_Problem description_
Each line of the material must be returned exactly.
* Begin *
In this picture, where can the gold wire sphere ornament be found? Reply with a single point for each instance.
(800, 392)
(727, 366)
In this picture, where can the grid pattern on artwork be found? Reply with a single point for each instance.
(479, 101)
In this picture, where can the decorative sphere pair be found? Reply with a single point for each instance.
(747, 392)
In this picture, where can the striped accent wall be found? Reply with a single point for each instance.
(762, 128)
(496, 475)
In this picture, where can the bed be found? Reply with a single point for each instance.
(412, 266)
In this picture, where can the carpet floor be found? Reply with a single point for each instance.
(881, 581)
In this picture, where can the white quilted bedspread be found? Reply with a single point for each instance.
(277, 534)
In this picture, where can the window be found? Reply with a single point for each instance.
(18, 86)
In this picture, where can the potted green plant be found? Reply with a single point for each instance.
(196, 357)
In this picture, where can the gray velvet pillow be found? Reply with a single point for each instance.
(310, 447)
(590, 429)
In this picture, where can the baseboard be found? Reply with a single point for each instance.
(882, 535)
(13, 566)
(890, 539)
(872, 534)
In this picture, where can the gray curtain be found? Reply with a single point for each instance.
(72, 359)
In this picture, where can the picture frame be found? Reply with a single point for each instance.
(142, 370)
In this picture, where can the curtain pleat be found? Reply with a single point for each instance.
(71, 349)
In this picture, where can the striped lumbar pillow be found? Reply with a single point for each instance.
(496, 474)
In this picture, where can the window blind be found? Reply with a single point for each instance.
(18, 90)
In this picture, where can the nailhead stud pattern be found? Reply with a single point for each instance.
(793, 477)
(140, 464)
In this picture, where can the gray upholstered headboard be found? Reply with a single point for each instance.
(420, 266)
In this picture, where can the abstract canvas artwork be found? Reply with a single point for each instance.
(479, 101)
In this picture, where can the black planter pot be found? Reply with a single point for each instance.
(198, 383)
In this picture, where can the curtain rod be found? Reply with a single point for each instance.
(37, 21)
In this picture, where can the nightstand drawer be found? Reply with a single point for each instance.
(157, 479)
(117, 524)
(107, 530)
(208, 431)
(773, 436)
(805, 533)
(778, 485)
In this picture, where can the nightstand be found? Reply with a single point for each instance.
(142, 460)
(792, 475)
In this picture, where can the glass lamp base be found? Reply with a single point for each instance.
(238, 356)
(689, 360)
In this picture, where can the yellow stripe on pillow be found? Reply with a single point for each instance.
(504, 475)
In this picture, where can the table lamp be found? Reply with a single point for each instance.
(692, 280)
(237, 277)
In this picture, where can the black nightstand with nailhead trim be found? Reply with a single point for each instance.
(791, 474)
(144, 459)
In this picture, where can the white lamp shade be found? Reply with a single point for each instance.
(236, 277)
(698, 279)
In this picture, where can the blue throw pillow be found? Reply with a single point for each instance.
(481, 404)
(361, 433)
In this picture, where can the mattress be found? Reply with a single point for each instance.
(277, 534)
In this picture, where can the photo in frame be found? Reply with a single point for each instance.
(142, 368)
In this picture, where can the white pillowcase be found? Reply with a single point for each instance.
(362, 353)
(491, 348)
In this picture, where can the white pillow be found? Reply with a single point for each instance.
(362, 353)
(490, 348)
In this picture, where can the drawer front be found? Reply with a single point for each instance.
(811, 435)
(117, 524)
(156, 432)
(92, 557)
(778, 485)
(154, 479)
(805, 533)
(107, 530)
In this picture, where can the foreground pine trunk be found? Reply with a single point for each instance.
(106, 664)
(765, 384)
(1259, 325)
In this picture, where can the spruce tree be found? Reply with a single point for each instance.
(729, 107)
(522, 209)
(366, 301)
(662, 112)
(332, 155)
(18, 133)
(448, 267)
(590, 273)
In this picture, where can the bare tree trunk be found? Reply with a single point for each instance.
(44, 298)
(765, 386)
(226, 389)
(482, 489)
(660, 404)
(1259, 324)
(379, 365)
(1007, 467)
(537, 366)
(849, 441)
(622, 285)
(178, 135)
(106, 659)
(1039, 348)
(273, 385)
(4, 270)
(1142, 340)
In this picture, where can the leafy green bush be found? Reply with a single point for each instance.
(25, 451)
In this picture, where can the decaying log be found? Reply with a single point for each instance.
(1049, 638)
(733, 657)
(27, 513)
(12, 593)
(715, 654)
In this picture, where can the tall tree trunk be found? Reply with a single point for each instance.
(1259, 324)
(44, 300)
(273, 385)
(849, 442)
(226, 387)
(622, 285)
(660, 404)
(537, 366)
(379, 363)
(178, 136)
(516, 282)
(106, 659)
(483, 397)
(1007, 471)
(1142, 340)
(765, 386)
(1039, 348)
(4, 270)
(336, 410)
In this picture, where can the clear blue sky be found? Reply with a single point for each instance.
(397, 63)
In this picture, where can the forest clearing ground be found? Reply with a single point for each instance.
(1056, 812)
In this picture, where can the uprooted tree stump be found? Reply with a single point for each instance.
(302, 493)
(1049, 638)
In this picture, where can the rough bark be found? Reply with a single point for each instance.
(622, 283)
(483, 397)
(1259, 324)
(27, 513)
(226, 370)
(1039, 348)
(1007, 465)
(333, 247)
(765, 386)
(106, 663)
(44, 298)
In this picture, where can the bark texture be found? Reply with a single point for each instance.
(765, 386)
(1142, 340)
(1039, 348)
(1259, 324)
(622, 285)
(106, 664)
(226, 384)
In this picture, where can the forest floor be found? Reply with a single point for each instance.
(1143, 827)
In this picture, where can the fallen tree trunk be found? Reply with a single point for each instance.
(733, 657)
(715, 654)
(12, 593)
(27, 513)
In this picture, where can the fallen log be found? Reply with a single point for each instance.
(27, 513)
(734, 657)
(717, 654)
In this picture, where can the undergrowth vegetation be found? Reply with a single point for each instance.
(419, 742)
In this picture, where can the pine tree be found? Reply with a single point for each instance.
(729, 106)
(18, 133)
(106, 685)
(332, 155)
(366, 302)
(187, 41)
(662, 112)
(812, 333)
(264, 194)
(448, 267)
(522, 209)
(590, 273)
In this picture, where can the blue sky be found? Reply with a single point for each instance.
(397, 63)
* End *
_Solution to this task_
In this picture, where can the gold wire sphere ornament be found? Reply with a single point for each instance.
(800, 392)
(727, 366)
In this picture, where can the grid pattern on artwork be found? Reply with a single point for each instance.
(479, 101)
In this picture, where can the decorative sphere pair be found? Reply with a single point for each instance.
(747, 392)
In this picture, where can the striped accent wall be found? Reply with a single point for each instance.
(762, 128)
(496, 475)
In this picture, where can the bed be found? Reply with a single point for each instance.
(412, 266)
In this picture, where can the carpet floor be found? Reply with a single point for each instance.
(881, 581)
In this picture, where can the white quilted bedspread be found? Reply with a single point for each instance.
(277, 534)
In this picture, where can the window be found? Reply with a single point for each instance.
(18, 86)
In this picture, where can the potted green plant be found? Reply with a single point for each instance.
(196, 357)
In this picture, where can the gray velvet pillow be found? Reply with a single point for each instance.
(310, 447)
(590, 429)
In this picture, where can the baseboard be found? Reply with a single point for each instance.
(882, 535)
(13, 566)
(890, 539)
(872, 534)
In this picture, where can the gray curtain be found? Reply with a single point for each instance.
(72, 359)
In this picture, where can the picture frame be found? Reply with a single point for each instance.
(142, 370)
In this picture, where can the curtain pleat be found? Reply with a single point for each instance.
(71, 349)
In this picture, where can the striped lumbar pillow be found? Reply with a single point for each instance.
(496, 474)
In this picture, where can the window blind be found? Reply with a single point for each instance.
(18, 90)
In this picture, where can the nailhead stud pattern be found? Reply with a single point for each instance.
(793, 477)
(140, 464)
In this picture, where can the gray upholstered headboard be found? Reply with a single point for each instance.
(420, 266)
In this picture, where can the abstract canvas artwork be found? Reply with a single point for each instance.
(479, 101)
In this picture, where can the black planter pot be found? Reply with a single point for each instance.
(198, 383)
In this picture, where can the curtain rod be found? Reply with a single point for each instance.
(37, 21)
In this picture, where can the nightstand drawer be found? Reply with a single point for each instance.
(157, 479)
(117, 524)
(107, 530)
(208, 431)
(773, 436)
(805, 533)
(778, 485)
In this picture, where can the nightstand be found? Reply with a single point for each instance.
(142, 460)
(792, 475)
In this picture, where can the glass lamp base be found? Reply with a single point for each instance.
(238, 356)
(689, 360)
In this picture, where can the yellow stripe on pillow be found? Reply with a single point for each instance.
(504, 475)
In this picture, where can the table lamp be found? Reply with a single point for each instance.
(692, 280)
(237, 277)
In this picture, where can the black nightstand with nailhead trim be found? Reply with a single point for each instance.
(791, 474)
(144, 459)
In this picture, where can the white lamp shade be found? Reply with a single point for each instance.
(236, 277)
(698, 279)
In this picture, where can the blue throw pillow be found? Reply with a single point for each instance.
(481, 404)
(361, 433)
In this picture, where can the mattress be found? Reply with a single point for each instance.
(277, 534)
In this picture, where can the photo in frame be found? Reply with a single point for each instance.
(142, 368)
In this picture, where can the white pillowcase be found? Reply with a single point for each instance.
(362, 353)
(491, 348)
In this picture, where can the white pillow be found? Reply with a single point for each instance.
(362, 353)
(490, 348)
In this picture, where can the drawer front be found? Reply with a single point for each instance.
(811, 435)
(117, 524)
(156, 432)
(92, 557)
(778, 485)
(154, 479)
(805, 533)
(107, 530)
In this picture, where can the foreground pine trunk be found? Reply with a single point for each instance.
(106, 664)
(765, 384)
(1259, 325)
In this picture, where can the spruce tree be found? Reply with a single point for each instance.
(729, 107)
(522, 209)
(366, 301)
(662, 112)
(332, 155)
(18, 133)
(448, 267)
(590, 273)
In this picture, where can the bare tree trunk be found? Reply with a single point for each instance.
(44, 298)
(765, 386)
(226, 389)
(482, 489)
(660, 404)
(1259, 324)
(379, 365)
(1007, 467)
(537, 366)
(849, 441)
(622, 285)
(178, 135)
(106, 659)
(1039, 348)
(273, 385)
(4, 270)
(1142, 340)
In this picture, where can the leafy green bush be found? Reply with a single point for each instance.
(25, 451)
In this picture, where can the decaying log be found? Reply with a single point for each instance.
(1049, 638)
(733, 657)
(27, 513)
(12, 593)
(715, 654)
In this picture, where can the tall tree trunk be found? Reply with a single point for each instance.
(1259, 324)
(44, 300)
(273, 385)
(849, 442)
(226, 387)
(622, 285)
(660, 404)
(537, 366)
(379, 363)
(178, 136)
(516, 282)
(106, 659)
(483, 397)
(1007, 471)
(1142, 340)
(765, 386)
(1039, 348)
(4, 270)
(336, 410)
In this picture, where can the clear blue sky be found? Reply with a single point for each instance.
(397, 63)
In this picture, where can the forest clearing ground be found? Reply with a single point for each instance.
(1056, 812)
In this picture, where can the uprooted tree stump be found? Reply with a single point for each instance.
(302, 493)
(1049, 638)
In this picture, where can the rough bark be found? Reply with a single point for each instance.
(622, 283)
(483, 397)
(1259, 324)
(27, 513)
(226, 370)
(1039, 348)
(1007, 465)
(333, 247)
(765, 386)
(106, 663)
(44, 298)
In this picture, where can the bark texture be found? Reply with a single point for each instance.
(765, 386)
(1142, 340)
(1039, 348)
(1259, 324)
(622, 285)
(106, 664)
(226, 384)
In this picture, where can the forest floor be found? Reply with a single point for each instance.
(1143, 827)
In this picture, where can the fallen tree trunk be found? Reply with a single point for each instance.
(733, 657)
(715, 654)
(12, 593)
(27, 513)
In this picture, where can the fallen log be found? Reply with a single point for each instance.
(27, 513)
(734, 657)
(717, 654)
In this picture, where can the undergrowth vegetation be found? Reply with a single point for each instance.
(419, 742)
In this picture, where can the pine tree be found? Reply with a single point for each instance.
(729, 106)
(18, 133)
(106, 685)
(332, 155)
(366, 302)
(187, 41)
(662, 112)
(812, 333)
(264, 194)
(448, 267)
(522, 209)
(590, 273)
In this picture, where can the blue sky be found? Reply with a single point for each instance.
(397, 63)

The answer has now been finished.